**Objective**.
Change "white hard hat" to "yellow hard hat" in the listing, starting with its first line and going on through the line containing "[(831, 910), (343, 307), (683, 521), (129, 521), (1083, 605)]". Give those lines again with nothing else altered.

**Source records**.
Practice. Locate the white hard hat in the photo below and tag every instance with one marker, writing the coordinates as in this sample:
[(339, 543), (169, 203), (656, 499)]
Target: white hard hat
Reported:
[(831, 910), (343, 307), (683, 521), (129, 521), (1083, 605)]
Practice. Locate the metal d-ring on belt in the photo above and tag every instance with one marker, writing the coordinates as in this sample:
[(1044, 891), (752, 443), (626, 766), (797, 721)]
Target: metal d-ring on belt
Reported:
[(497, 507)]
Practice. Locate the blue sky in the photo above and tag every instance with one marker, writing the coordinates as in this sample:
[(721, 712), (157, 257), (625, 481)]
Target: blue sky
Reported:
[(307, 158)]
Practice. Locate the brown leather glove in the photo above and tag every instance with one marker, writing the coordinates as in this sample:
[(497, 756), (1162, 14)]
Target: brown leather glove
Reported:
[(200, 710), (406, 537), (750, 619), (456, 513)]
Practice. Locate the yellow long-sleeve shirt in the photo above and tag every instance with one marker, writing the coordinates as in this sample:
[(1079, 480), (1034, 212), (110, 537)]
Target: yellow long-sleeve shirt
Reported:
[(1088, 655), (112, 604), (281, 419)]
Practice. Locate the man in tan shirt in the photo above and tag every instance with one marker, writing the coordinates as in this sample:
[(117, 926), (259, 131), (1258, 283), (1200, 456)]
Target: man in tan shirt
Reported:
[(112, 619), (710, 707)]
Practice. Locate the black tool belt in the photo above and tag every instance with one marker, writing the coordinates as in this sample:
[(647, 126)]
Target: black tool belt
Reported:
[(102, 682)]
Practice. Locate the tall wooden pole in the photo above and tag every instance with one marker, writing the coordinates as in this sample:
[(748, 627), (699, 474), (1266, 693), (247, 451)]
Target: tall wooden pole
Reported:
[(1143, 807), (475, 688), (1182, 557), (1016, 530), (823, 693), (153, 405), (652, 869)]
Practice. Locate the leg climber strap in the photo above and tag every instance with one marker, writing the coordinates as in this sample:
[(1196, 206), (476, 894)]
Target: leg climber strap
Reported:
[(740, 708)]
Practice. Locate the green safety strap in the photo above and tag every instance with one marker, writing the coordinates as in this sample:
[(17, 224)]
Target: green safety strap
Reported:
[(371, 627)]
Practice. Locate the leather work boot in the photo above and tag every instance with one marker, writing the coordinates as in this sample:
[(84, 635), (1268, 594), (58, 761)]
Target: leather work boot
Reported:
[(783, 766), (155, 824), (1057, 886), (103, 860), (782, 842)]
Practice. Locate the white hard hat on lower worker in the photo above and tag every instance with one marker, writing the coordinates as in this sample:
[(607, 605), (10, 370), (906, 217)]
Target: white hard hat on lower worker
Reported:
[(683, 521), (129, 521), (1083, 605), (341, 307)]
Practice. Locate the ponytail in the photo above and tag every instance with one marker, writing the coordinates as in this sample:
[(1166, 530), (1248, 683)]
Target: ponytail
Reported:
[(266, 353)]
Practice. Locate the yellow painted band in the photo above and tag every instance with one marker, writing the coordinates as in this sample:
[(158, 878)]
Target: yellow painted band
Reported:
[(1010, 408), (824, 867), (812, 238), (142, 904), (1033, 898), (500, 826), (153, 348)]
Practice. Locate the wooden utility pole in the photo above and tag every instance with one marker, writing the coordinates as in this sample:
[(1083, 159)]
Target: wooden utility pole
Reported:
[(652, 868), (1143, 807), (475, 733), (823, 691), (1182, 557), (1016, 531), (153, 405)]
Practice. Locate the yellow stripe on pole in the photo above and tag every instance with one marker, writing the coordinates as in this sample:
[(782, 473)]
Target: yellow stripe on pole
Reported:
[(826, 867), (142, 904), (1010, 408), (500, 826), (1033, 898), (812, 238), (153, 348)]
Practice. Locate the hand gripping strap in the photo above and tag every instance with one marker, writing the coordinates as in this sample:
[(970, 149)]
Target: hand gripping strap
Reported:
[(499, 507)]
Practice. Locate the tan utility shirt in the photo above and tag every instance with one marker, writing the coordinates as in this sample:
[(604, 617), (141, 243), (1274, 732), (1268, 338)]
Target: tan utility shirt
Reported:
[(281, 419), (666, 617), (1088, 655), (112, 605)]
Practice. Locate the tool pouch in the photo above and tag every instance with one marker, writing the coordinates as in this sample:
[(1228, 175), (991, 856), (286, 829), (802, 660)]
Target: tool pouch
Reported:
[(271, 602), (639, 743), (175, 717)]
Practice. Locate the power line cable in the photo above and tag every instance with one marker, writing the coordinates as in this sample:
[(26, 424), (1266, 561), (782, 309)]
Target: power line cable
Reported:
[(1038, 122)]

**Expected answer**.
Practice. Locate the yellow hard hat in the photo below and tag every instance with one marker, writing the coordinates as in this sample:
[(339, 543), (169, 203), (656, 499)]
Target: yellow hard hat
Reported:
[(831, 910), (343, 307), (683, 521), (129, 521), (1083, 605)]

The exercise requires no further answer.